-- begin The data --
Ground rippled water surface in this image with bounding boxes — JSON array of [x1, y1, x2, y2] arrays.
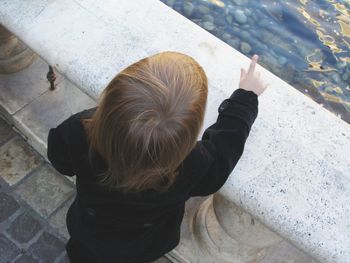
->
[[162, 0, 350, 123]]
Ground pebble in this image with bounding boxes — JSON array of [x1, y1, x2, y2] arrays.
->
[[277, 57, 287, 65], [227, 39, 239, 49], [184, 2, 194, 17], [221, 33, 231, 40], [240, 42, 252, 54], [215, 15, 227, 26], [197, 5, 210, 15], [203, 21, 215, 31], [233, 10, 247, 24], [226, 16, 232, 24], [203, 15, 214, 23]]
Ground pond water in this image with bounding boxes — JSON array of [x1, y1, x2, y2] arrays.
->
[[161, 0, 350, 123]]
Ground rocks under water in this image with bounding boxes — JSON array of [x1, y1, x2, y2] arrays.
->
[[162, 0, 350, 123]]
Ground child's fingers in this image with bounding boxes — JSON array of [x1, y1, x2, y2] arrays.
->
[[241, 68, 247, 79], [248, 55, 259, 75]]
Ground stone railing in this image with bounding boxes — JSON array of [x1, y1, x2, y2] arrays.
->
[[0, 0, 350, 263]]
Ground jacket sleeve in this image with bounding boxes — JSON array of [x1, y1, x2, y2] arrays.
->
[[191, 89, 258, 196], [47, 123, 75, 176]]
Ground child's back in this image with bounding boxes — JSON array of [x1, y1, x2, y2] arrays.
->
[[48, 52, 262, 262]]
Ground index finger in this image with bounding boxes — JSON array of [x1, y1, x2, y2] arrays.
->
[[248, 55, 259, 74]]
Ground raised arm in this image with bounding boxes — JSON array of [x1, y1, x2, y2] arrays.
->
[[191, 56, 266, 196]]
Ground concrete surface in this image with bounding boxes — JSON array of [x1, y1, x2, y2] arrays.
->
[[0, 0, 350, 263]]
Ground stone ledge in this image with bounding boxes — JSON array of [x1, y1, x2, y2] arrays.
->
[[0, 0, 350, 263]]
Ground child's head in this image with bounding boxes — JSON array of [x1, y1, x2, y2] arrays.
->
[[89, 52, 208, 191]]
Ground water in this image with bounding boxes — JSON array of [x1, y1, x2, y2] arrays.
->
[[161, 0, 350, 123]]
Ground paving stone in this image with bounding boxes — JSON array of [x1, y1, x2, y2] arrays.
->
[[0, 234, 20, 263], [16, 164, 74, 218], [14, 80, 96, 148], [0, 136, 43, 186], [0, 58, 63, 115], [0, 192, 20, 223], [49, 198, 74, 239], [29, 232, 65, 263], [58, 253, 70, 263], [7, 212, 42, 243], [14, 255, 38, 263], [152, 257, 171, 263], [0, 118, 15, 145]]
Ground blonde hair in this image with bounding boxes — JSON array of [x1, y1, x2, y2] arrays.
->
[[87, 52, 208, 192]]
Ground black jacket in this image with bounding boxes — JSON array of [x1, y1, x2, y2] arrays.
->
[[47, 89, 258, 263]]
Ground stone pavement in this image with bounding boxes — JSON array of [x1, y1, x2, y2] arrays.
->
[[0, 118, 170, 263]]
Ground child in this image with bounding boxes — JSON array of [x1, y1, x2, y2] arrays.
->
[[47, 52, 266, 263]]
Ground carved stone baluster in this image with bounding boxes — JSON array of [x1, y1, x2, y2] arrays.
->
[[193, 193, 281, 263]]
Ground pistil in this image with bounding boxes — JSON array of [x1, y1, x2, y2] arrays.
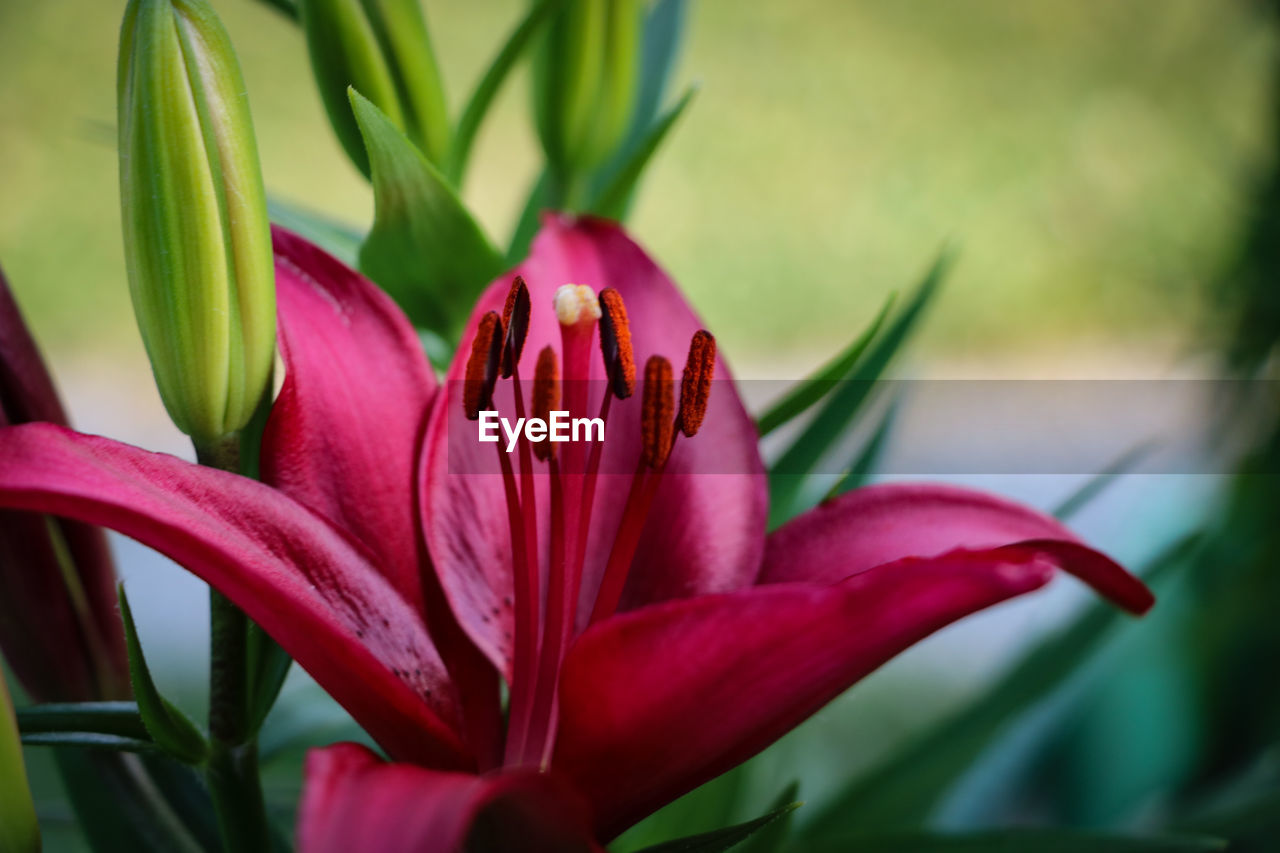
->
[[463, 278, 716, 767]]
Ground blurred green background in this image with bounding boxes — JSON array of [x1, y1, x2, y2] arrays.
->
[[0, 0, 1275, 376], [0, 0, 1277, 840]]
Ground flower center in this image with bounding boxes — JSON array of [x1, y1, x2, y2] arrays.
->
[[463, 277, 716, 767]]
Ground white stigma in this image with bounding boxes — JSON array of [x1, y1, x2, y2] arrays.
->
[[552, 284, 600, 325]]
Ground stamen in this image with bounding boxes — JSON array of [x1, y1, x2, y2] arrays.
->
[[532, 345, 559, 462], [680, 329, 716, 438], [462, 311, 502, 420], [599, 287, 636, 400], [502, 275, 530, 379], [640, 356, 689, 470]]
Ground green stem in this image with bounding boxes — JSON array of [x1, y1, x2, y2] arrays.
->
[[196, 434, 271, 853]]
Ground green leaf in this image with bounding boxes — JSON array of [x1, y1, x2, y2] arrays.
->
[[1053, 442, 1155, 521], [588, 86, 698, 219], [121, 584, 209, 763], [18, 702, 151, 740], [801, 533, 1203, 839], [54, 748, 221, 853], [827, 397, 901, 498], [640, 803, 803, 853], [266, 197, 365, 266], [755, 293, 897, 438], [769, 248, 952, 528], [0, 672, 40, 853], [349, 90, 503, 341], [247, 620, 293, 734], [22, 731, 160, 752], [247, 0, 301, 23], [1176, 788, 1280, 840], [623, 0, 687, 142], [507, 163, 552, 264], [445, 0, 563, 187], [737, 781, 800, 853], [805, 829, 1226, 853]]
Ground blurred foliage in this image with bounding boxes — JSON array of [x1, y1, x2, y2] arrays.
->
[[0, 0, 1274, 373]]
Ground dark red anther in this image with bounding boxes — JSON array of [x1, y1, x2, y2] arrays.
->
[[680, 329, 716, 438], [462, 311, 503, 420], [502, 275, 530, 379], [532, 346, 559, 462], [599, 287, 636, 400], [640, 356, 676, 470]]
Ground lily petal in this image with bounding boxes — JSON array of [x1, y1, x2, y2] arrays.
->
[[760, 483, 1156, 613], [422, 215, 768, 670], [0, 424, 471, 767], [0, 272, 129, 702], [262, 228, 436, 611], [297, 743, 600, 853], [552, 547, 1053, 838]]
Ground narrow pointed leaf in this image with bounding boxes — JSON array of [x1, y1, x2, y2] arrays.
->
[[640, 803, 801, 853], [1053, 442, 1155, 521], [769, 248, 952, 528], [800, 534, 1201, 835], [448, 0, 562, 187], [827, 398, 900, 500], [18, 702, 151, 740], [806, 829, 1226, 853], [0, 672, 40, 853], [54, 747, 212, 853], [248, 621, 293, 733], [737, 781, 800, 853], [349, 90, 503, 341], [623, 0, 689, 143], [756, 293, 897, 438], [507, 169, 552, 258], [266, 197, 365, 266], [120, 584, 207, 763], [588, 86, 698, 220], [248, 0, 293, 23], [22, 731, 160, 752]]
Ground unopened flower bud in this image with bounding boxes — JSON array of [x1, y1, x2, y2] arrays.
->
[[300, 0, 449, 177], [534, 0, 644, 174], [118, 0, 275, 443]]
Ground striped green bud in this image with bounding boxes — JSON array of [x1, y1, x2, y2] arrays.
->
[[118, 0, 275, 443], [534, 0, 644, 175], [301, 0, 451, 177]]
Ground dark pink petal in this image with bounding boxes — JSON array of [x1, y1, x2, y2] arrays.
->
[[760, 483, 1156, 613], [0, 273, 129, 702], [0, 424, 471, 767], [297, 743, 600, 853], [422, 215, 767, 666], [0, 262, 67, 425], [552, 540, 1053, 838], [262, 228, 436, 610]]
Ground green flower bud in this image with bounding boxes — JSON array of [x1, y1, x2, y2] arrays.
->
[[118, 0, 275, 443], [534, 0, 643, 175], [0, 676, 40, 853], [301, 0, 449, 177]]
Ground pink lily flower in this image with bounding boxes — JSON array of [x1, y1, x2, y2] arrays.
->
[[0, 266, 129, 702], [0, 218, 1153, 850]]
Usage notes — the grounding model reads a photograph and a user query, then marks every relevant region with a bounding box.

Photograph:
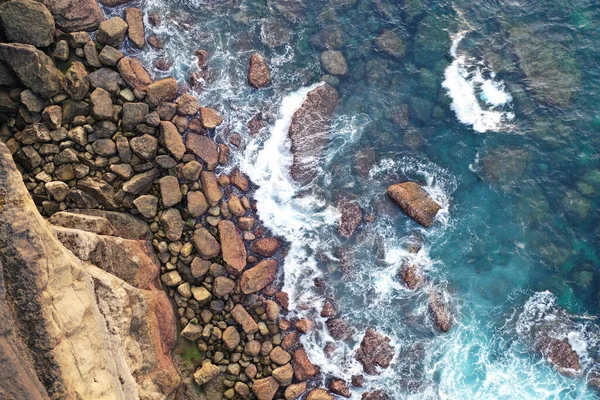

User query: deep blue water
[125,0,600,399]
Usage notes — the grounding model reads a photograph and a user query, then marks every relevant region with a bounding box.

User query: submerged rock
[387,182,441,228]
[288,84,339,185]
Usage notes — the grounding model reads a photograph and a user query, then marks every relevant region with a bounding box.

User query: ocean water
[132,0,600,399]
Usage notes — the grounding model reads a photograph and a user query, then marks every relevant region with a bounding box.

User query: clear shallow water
[130,0,600,399]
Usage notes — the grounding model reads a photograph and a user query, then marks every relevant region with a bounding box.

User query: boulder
[192,228,221,260]
[321,50,348,75]
[96,17,127,48]
[239,260,277,294]
[387,182,441,228]
[46,0,104,32]
[185,132,219,171]
[0,43,65,98]
[288,84,339,185]
[219,220,247,274]
[252,376,279,400]
[248,53,271,89]
[356,329,395,375]
[0,0,55,47]
[125,7,146,49]
[146,78,179,106]
[292,348,319,381]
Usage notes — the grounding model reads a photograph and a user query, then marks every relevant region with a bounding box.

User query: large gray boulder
[0,43,65,98]
[0,0,55,47]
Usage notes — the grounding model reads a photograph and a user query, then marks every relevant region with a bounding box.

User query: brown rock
[429,291,452,332]
[223,326,241,351]
[160,121,185,161]
[192,228,221,260]
[187,192,208,218]
[292,348,319,381]
[269,346,292,365]
[219,220,246,276]
[117,57,152,93]
[248,53,271,89]
[146,78,179,106]
[200,107,223,129]
[239,260,277,294]
[231,304,258,335]
[288,84,339,185]
[284,382,306,400]
[200,171,223,207]
[252,376,279,400]
[185,132,219,171]
[356,329,395,375]
[306,388,335,400]
[328,379,351,398]
[337,198,362,238]
[125,7,146,49]
[387,182,441,228]
[252,238,279,257]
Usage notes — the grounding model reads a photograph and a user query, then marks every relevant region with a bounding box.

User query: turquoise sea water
[130,0,600,399]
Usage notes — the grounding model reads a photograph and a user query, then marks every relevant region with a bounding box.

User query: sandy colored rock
[387,182,441,228]
[292,348,319,381]
[125,7,146,49]
[248,53,271,89]
[185,132,219,171]
[200,171,223,207]
[146,78,179,106]
[240,260,277,294]
[252,376,279,400]
[284,382,306,400]
[231,304,258,334]
[252,238,279,257]
[192,228,221,260]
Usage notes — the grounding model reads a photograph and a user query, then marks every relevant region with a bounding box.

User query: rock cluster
[0,0,337,399]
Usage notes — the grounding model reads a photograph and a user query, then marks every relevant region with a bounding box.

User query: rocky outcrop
[387,182,441,228]
[288,84,339,185]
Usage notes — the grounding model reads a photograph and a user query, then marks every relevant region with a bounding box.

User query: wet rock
[0,43,65,98]
[429,292,452,332]
[185,132,219,171]
[252,238,279,257]
[248,53,271,89]
[160,208,183,241]
[200,107,223,129]
[288,84,339,185]
[46,0,104,32]
[375,30,405,58]
[356,329,395,375]
[146,78,179,106]
[337,198,362,238]
[327,379,351,398]
[0,0,55,47]
[239,260,277,294]
[96,17,127,47]
[292,348,319,381]
[200,171,223,207]
[125,7,146,49]
[387,182,441,228]
[192,228,221,260]
[321,50,348,75]
[117,57,154,94]
[231,304,258,335]
[284,382,306,400]
[252,376,279,400]
[219,220,246,276]
[306,388,335,400]
[194,361,221,386]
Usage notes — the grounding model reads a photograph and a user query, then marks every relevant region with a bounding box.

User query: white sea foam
[442,31,514,133]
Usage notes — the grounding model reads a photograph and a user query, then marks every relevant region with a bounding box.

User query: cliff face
[0,143,179,399]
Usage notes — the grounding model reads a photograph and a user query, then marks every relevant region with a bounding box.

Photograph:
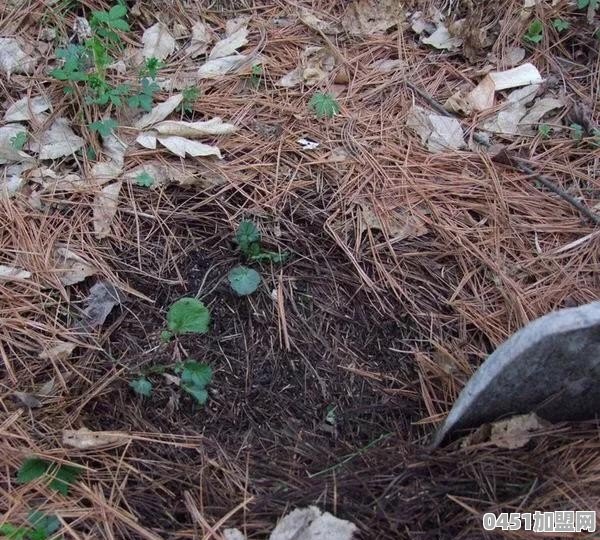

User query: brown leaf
[490,413,551,450]
[40,341,77,361]
[62,427,131,450]
[54,247,96,285]
[93,181,122,238]
[342,0,404,36]
[13,392,42,409]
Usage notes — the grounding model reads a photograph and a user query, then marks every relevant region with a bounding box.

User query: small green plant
[10,131,27,152]
[552,19,571,32]
[90,118,118,138]
[135,171,154,187]
[251,64,263,88]
[569,123,584,141]
[538,124,552,139]
[577,0,598,10]
[127,77,160,112]
[129,359,213,405]
[17,457,81,495]
[523,19,544,43]
[129,377,152,397]
[227,266,261,296]
[181,360,212,405]
[140,56,165,79]
[179,86,200,114]
[308,92,340,118]
[0,510,60,540]
[161,298,210,341]
[235,220,288,263]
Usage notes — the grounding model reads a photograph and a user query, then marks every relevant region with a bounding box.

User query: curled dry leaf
[187,21,213,58]
[90,161,123,186]
[142,22,175,60]
[208,27,248,61]
[40,341,77,362]
[0,264,31,281]
[76,281,123,329]
[406,106,465,152]
[62,427,131,450]
[13,392,42,409]
[30,171,84,191]
[29,118,85,159]
[269,506,358,540]
[54,247,97,286]
[0,38,37,79]
[466,63,543,112]
[135,94,183,130]
[277,47,336,88]
[359,203,429,241]
[421,23,463,51]
[156,135,222,159]
[490,413,550,449]
[124,161,227,189]
[153,117,237,139]
[198,54,253,79]
[481,84,540,134]
[93,181,122,238]
[4,96,52,122]
[342,0,404,37]
[298,7,344,35]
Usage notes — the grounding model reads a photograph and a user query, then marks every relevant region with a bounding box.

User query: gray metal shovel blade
[433,302,600,446]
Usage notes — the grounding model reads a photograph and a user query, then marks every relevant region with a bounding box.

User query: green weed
[17,457,81,495]
[308,92,340,118]
[161,298,210,341]
[523,19,544,43]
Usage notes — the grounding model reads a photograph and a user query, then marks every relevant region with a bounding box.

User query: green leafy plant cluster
[50,3,163,141]
[569,123,600,148]
[0,510,60,540]
[17,457,81,495]
[129,298,213,405]
[161,298,210,341]
[129,359,213,405]
[227,221,288,296]
[308,92,340,118]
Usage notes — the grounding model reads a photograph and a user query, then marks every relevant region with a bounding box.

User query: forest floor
[0,0,600,539]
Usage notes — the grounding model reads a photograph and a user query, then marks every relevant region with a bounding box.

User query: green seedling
-- end The data --
Task objective: Recast the records as a JSON list of strings with one string per line, starting at the line that contains "Ground stone pavement" and ending after the line that contains "[[196, 434, 271, 853]]". Omit blank lines and the pictures.

The completed task:
[
  "Ground stone pavement in this image with bounding boxes — JSON array of [x1, y1, x2, y2] arrays.",
  "->",
  "[[0, 118, 170, 263]]",
  "Ground child in this image with bounding boxes — JSON array of [x1, y1, x2, y2] arrays.",
  "->",
  "[[47, 52, 266, 263]]",
  "Ground carved stone baluster in this image with bounding boxes — JSON array of [x1, y1, x2, y2] arrays.",
  "->",
  "[[193, 193, 281, 263]]",
  "Ground pistil in this image with bounding boxes — JSON array of [x1, y1, x2, y2] arrays.",
  "->",
  "[[463, 278, 716, 767]]",
  "Ground blurred green background in this image with bounding boxes — JSON array of [x1, y1, x2, y2] arrays.",
  "->",
  "[[0, 0, 1275, 376], [0, 0, 1277, 840]]",
  "Ground flower center in this image with bounding boxes — JSON array of [x1, y1, x2, y2] arrays.",
  "->",
  "[[463, 277, 716, 767]]",
  "Ground white stigma in this image with bounding boxes — JSON array of [x1, y1, x2, y2] arrays.",
  "->",
  "[[552, 284, 600, 325]]",
  "Ground stamen in this image with bounding boxes — JSON array of [x1, y1, x2, y2] arrays.",
  "->",
  "[[532, 345, 559, 462], [680, 329, 716, 438], [462, 311, 502, 420], [599, 287, 636, 400], [502, 275, 530, 379], [640, 356, 689, 470]]",
  "Ground green stem in this image with bounding boxes — JSON array of [x1, y1, x2, y2] arrays.",
  "->",
  "[[196, 434, 271, 853]]"
]